____ RECORD SET

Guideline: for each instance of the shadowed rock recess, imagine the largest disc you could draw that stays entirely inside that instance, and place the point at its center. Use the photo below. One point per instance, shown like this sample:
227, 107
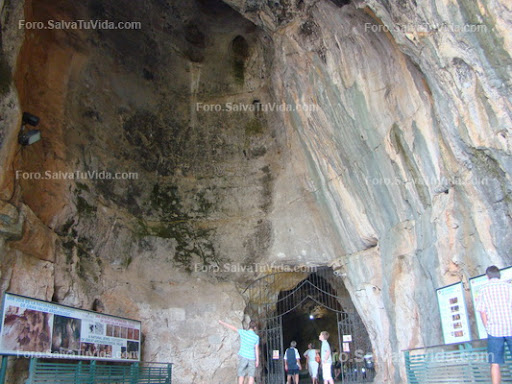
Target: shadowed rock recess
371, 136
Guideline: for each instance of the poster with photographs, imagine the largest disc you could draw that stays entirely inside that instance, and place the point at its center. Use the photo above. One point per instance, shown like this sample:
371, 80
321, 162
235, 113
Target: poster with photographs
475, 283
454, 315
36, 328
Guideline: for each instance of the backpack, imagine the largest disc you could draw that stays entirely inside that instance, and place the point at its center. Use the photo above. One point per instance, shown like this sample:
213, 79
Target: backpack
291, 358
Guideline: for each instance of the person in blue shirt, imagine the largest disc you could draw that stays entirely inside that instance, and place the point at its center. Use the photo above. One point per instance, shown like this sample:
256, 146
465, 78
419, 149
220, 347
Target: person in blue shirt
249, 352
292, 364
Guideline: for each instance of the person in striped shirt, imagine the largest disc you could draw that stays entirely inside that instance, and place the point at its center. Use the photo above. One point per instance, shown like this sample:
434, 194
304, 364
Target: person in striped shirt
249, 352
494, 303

________
____ RECORD SET

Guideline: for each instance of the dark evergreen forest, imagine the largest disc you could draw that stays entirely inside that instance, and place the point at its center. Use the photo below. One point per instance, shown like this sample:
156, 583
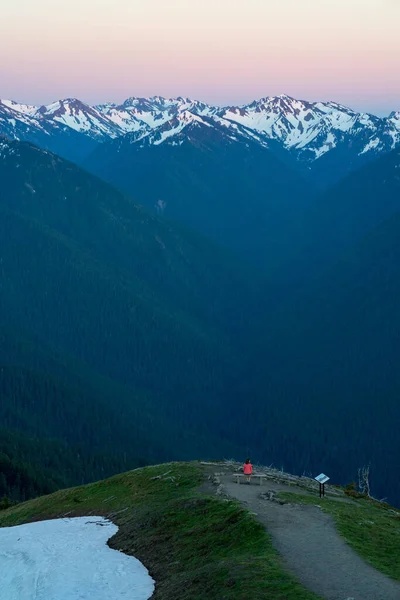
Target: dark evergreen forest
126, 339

________

How many rows contain the string "each", matching case exactly? Reply with the number only.

### [OUTPUT BELOW]
6